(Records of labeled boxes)
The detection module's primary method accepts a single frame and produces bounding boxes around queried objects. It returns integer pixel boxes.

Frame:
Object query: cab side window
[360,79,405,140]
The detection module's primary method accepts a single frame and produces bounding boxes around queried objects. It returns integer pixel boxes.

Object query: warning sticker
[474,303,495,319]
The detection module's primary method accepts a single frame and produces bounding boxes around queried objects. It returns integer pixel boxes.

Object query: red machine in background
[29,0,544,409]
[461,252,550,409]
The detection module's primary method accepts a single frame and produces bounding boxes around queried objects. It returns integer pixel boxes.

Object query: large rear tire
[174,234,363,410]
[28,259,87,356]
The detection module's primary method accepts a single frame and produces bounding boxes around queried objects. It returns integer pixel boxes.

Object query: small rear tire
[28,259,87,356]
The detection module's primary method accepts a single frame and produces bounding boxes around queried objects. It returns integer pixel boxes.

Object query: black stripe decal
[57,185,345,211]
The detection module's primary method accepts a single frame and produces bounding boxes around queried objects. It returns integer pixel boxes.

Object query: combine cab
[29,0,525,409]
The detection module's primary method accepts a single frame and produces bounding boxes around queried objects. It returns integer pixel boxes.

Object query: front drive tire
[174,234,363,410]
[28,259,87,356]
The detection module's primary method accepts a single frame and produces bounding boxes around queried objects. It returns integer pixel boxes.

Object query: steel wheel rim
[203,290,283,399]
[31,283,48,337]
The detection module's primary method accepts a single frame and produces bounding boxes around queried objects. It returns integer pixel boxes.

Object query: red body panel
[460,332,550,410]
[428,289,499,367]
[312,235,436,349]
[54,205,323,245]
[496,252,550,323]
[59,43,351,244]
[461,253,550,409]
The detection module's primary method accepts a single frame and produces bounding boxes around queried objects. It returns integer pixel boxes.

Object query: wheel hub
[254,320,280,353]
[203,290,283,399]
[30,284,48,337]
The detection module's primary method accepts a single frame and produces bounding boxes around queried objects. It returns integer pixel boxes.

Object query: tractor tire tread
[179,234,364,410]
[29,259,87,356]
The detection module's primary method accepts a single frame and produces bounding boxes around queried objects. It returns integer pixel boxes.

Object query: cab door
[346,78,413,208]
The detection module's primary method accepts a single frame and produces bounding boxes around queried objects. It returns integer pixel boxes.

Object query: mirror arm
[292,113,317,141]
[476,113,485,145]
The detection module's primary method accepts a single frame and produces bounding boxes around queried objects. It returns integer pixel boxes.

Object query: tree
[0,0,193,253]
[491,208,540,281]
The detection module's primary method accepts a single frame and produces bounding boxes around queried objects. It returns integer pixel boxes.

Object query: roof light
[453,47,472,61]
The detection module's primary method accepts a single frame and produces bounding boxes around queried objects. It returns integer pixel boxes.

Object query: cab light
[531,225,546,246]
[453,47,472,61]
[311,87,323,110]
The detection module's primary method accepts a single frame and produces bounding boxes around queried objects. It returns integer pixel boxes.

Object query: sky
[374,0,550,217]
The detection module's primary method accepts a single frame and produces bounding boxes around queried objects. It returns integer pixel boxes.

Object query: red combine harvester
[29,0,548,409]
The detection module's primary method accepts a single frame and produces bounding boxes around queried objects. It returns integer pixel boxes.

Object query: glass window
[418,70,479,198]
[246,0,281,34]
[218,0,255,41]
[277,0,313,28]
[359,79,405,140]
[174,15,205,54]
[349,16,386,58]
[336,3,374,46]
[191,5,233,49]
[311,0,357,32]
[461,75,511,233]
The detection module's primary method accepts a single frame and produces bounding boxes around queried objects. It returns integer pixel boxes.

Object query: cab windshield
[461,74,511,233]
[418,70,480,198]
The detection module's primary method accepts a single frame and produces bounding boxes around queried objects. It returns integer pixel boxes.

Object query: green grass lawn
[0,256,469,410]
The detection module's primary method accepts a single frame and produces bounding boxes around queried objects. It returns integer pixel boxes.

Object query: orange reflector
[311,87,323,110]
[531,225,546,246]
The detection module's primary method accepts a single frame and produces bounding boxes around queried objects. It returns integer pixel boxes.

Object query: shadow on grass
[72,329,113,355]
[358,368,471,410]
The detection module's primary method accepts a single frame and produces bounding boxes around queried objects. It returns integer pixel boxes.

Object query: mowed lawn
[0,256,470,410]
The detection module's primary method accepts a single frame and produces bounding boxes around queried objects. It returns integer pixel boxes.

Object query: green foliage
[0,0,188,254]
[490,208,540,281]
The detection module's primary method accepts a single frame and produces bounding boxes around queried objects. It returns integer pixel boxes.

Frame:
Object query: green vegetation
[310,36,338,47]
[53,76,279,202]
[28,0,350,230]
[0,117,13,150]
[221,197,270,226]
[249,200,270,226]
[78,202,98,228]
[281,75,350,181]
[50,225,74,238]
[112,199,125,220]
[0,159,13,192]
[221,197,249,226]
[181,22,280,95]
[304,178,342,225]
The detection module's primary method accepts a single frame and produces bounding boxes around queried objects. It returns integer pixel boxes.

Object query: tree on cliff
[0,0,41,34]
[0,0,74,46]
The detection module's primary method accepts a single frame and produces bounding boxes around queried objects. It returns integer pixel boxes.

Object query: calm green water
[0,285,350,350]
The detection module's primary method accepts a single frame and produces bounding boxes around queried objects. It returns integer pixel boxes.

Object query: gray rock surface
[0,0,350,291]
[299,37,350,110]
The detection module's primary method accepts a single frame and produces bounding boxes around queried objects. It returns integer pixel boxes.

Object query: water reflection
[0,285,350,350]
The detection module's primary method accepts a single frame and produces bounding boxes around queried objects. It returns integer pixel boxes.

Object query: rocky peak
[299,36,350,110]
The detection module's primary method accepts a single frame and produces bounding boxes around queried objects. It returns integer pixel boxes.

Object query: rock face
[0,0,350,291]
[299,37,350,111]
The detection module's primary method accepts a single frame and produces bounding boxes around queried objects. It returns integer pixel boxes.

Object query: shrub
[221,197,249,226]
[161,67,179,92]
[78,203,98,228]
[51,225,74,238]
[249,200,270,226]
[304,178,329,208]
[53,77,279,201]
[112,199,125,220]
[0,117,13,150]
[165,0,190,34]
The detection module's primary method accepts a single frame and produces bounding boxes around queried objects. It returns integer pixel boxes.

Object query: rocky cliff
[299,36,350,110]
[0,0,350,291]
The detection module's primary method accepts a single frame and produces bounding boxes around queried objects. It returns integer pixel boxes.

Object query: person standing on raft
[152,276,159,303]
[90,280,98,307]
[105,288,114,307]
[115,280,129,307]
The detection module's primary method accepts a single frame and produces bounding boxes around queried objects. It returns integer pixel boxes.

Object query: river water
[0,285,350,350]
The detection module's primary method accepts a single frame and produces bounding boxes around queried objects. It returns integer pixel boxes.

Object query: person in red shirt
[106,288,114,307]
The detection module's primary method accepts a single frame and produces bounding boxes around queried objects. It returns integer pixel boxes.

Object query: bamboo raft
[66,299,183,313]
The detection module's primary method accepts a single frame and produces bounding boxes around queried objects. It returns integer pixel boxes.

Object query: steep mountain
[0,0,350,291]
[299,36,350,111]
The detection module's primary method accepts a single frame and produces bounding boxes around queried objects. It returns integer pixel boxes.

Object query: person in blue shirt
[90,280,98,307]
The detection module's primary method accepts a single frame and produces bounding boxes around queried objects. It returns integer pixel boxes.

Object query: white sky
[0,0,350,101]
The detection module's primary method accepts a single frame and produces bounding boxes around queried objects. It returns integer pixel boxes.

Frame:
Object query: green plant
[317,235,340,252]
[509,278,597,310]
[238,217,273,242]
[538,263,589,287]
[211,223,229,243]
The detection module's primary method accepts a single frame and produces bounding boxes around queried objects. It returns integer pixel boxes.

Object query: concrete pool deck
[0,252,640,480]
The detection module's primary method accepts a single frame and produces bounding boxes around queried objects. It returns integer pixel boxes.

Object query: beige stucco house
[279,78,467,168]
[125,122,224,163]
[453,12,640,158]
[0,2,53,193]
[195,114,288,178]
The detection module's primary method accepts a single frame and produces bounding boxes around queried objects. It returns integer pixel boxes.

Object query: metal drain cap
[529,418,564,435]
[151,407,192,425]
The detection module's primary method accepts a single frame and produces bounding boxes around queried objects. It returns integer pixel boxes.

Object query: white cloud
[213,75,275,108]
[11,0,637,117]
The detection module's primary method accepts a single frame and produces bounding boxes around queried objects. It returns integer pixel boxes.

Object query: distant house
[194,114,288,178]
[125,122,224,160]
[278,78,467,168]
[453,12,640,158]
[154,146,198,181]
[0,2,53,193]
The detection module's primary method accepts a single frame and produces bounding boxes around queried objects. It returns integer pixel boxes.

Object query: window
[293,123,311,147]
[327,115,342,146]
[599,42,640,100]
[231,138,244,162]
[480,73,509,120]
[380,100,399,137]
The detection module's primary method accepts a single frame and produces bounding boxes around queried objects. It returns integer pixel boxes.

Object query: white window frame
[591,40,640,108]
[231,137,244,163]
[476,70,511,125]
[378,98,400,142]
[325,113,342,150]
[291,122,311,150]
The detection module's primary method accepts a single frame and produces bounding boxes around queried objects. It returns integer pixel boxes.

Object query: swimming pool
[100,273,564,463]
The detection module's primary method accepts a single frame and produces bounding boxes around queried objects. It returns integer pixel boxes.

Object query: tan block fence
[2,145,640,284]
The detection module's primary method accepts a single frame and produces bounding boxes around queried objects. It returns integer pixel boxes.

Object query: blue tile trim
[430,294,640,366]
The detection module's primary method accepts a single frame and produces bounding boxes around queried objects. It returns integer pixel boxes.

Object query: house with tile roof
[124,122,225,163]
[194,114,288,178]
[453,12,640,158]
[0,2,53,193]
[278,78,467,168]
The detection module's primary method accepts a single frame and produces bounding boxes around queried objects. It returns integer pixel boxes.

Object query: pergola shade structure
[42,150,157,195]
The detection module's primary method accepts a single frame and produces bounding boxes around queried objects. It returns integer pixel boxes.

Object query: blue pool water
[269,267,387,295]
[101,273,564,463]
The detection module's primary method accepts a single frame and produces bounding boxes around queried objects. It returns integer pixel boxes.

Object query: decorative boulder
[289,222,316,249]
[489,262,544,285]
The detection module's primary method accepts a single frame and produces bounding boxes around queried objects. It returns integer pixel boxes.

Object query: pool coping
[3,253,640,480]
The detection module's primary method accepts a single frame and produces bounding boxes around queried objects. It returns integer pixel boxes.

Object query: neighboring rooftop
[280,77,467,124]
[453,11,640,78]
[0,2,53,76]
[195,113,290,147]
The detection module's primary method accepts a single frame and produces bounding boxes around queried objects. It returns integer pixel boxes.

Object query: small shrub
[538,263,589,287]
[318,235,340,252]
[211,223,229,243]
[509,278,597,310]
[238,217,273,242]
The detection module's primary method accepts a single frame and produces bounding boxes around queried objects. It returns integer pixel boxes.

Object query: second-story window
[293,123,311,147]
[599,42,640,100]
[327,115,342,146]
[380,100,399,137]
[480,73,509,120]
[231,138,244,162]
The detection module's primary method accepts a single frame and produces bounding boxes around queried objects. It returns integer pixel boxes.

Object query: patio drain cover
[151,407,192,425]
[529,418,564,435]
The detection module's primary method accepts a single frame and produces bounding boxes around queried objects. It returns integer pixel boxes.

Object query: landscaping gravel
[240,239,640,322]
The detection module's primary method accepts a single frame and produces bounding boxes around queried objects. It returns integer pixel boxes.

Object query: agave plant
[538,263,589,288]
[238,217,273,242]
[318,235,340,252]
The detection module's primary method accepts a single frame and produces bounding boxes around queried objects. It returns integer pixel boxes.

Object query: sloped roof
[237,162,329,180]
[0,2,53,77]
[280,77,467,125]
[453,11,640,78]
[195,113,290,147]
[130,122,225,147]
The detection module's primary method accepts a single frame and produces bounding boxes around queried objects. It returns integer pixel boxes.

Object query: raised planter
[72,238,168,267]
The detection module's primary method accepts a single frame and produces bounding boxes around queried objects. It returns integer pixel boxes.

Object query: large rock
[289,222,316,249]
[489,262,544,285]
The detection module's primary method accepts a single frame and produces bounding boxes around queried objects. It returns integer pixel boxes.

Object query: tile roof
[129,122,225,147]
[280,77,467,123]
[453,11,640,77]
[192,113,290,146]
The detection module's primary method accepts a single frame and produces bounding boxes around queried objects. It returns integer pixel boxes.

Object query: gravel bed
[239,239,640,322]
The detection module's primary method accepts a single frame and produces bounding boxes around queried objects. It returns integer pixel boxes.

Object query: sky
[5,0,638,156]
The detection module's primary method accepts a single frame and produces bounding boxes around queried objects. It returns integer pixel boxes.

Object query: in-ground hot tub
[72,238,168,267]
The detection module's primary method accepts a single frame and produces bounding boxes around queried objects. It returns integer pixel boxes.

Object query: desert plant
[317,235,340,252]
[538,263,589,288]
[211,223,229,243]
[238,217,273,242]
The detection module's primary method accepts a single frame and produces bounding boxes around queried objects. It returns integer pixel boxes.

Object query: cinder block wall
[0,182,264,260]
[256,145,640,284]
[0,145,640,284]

_Problem_
Copy the items word for word, starting at the very first line and ending with the line that contains "[31,283,48,337]", both included.

_Written answer_
The detection module's primary method accepts a single frame and produces bounding boxes around queried objects. It returns integer pixel boxes.

Frame:
Object query: cab side window
[360,79,405,140]
The detection module's primary method accepts a single frame and produces bounding boxes around queried objects. It returns integer pixel boxes.

Object query: warning sticker
[474,303,495,319]
The detection module's primary method accepts a single frame and produces bounding boxes around queried objects. It returns integer pixel boxes.

Object query: red machine in background
[29,0,544,409]
[461,252,550,409]
The detection module's primary method accepts a single frame and produces bounding boxes around queried objects. It returns integer pixel boxes.

Object query: large rear tire
[174,234,363,410]
[28,259,87,356]
The detection module's primary method accepts a single frame and produces bounding boxes around queried objects. It returns integer pixel boxes.

Object query: small rear tire
[28,259,87,356]
The detection module's primary method accepts a single frame and produces bounding boxes around queried objects. It returns integer pixel boxes.

Object query: black stripe decal
[57,185,345,211]
The detection module's primary method accepts a single frame and produces bounding boxes around queried objects. It returns integer pixel boxes.

Object query: combine cab
[29,0,525,409]
The detection module's primary method accepts a single frame and produces bounding boxes around queried objects. It returns integer pixel boxes.

Object query: front drive tire
[174,234,363,410]
[28,259,87,356]
The detection module's primary method accepts a single frame and produces bounding boxes around queried objects. It returns integer pixel boxes.

Object query: steel wheel rim
[203,290,283,399]
[31,283,48,337]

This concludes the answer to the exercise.